---------- Data for this task ----------

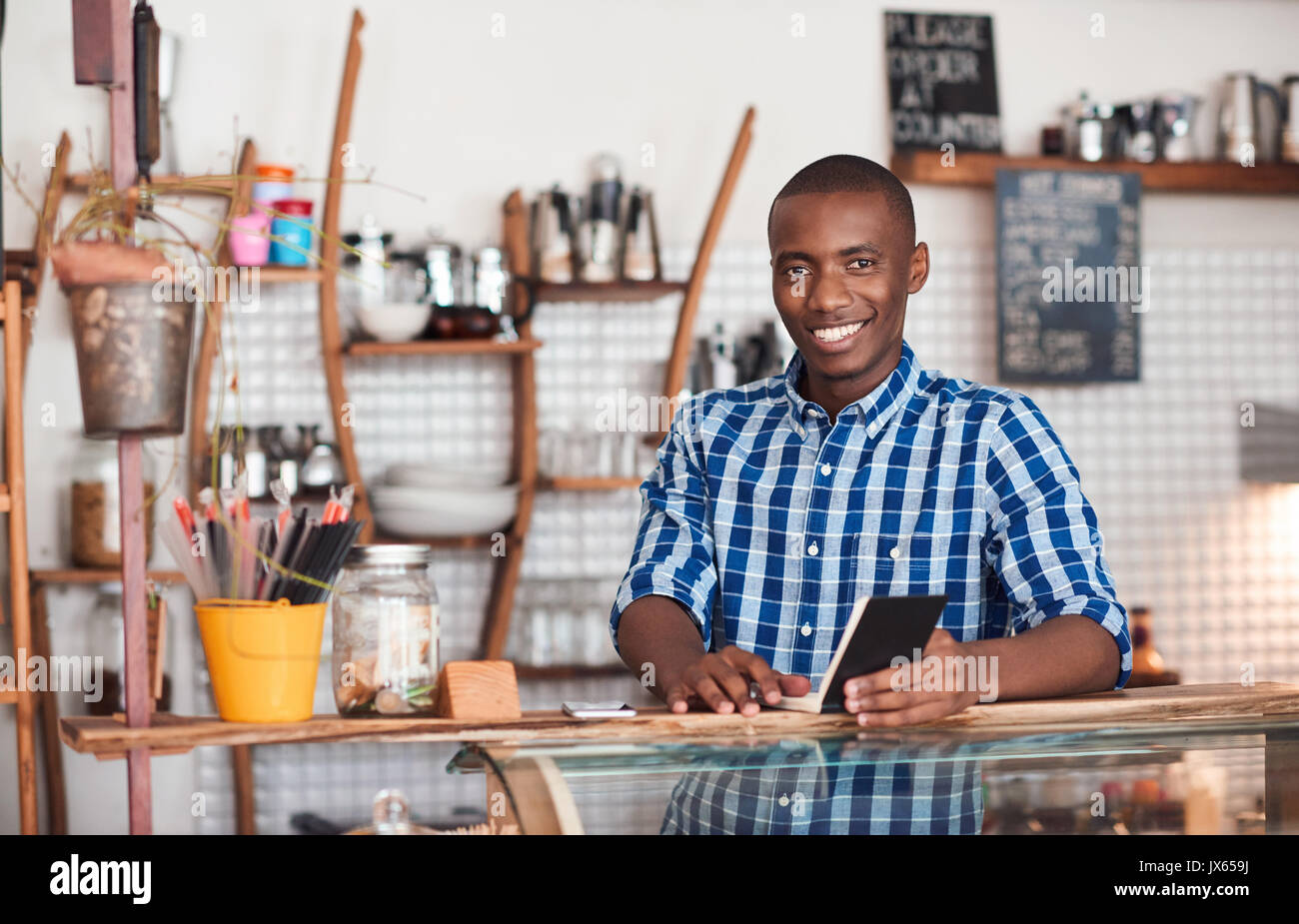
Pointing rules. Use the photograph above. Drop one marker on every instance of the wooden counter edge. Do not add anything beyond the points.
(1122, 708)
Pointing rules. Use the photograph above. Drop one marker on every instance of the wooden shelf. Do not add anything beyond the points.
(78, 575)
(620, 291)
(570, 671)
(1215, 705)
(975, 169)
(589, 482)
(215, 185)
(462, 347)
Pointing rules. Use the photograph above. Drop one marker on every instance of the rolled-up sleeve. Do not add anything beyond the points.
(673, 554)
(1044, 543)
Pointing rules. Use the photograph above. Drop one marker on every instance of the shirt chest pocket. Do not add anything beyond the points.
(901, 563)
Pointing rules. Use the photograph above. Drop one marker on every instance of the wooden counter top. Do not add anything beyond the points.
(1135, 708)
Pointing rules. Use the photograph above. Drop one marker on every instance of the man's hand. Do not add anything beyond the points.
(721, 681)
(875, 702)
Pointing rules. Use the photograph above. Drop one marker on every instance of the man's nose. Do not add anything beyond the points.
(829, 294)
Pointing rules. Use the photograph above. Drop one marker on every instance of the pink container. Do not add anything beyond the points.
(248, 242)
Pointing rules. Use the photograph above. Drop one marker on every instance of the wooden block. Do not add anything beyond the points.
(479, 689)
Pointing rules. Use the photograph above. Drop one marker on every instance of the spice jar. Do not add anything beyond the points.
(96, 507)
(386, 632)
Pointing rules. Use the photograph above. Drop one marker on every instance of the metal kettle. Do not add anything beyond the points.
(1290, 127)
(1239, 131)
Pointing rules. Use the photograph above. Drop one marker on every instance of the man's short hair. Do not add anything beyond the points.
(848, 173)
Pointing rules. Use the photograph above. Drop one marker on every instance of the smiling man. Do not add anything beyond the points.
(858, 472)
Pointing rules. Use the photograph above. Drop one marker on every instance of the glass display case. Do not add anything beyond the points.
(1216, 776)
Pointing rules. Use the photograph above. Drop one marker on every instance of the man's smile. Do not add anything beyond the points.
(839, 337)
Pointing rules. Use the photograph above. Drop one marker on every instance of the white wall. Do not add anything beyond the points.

----------

### Task details
For every entry above, write it out exactly and remove any image.

### Task result
Pointing rules. Use the photograph above. Drop one marker on every instance of the wooden counter edge. Do not add anything beyond the points.
(1122, 708)
Pointing rules. Use the photograph above. Drop one marker on every instance of the wooden shelf. Do not add anything beyond the points.
(78, 575)
(620, 291)
(570, 671)
(1215, 705)
(975, 169)
(589, 482)
(215, 185)
(462, 347)
Pointing rules. Use the photograph above. Drop one marker on every instance of the rolled-up sleeve. Do not add anything beyond the points.
(673, 554)
(1044, 543)
Pointing rules. Use the photograph above. Drop one marker on every instance of the shirt chest pocket. Do not add anything beyond the points.
(901, 563)
Pointing rules. Use the photograph above. Drop one marker on every instance of the wooden counter top. Do not add anything beyond the points.
(1135, 708)
Pointing rules. Use the photograph above. Drop one marker on every instance of the man's hand. Do not add anything beyond the points.
(721, 681)
(875, 702)
Pointing rules. Use the photograph above. Drop one marker on every instance of the man's nose. Do not add anything beyond the points.
(829, 294)
Pointing rules. Use the photograph above. Drop one marker on every instance of the pink container. Do not add anything beyond the points.
(248, 242)
Pointing rules. Use the photograph above. Drop one marker on every instance of the wooden block. Do not add anything beyond the points.
(479, 689)
Pointing rules. Use the photograph above. Drop one marker on every instance of the spice jar. Do not add anything beyond the points.
(96, 507)
(386, 632)
Pointing rules. Use the photograph above. Drop one marker on every instance of the metal kettle. Do not add anything beyond the points.
(1290, 127)
(1239, 131)
Pointing rules. Use the photograph above. Drop one marker on every instance of the man's short hair. Do not add anything beyond the points.
(848, 173)
Pointing rules. Use the photograph above. Drop one marker on every instance of the smiling man. Do not add anything beyond the points.
(858, 472)
Pointing rules. Use the photograph above. Drop one marker on every instance of the glass display case. Do not add anything beyond the points.
(1216, 776)
Pointing rules. Use the photograph above. Drop one marker on every instance of the man's smile. Do not add anything beyond the points.
(839, 337)
Pointing rules. Use the photograph above. Drop one marker on every instance of the white wall. Do not add anything beyond the points.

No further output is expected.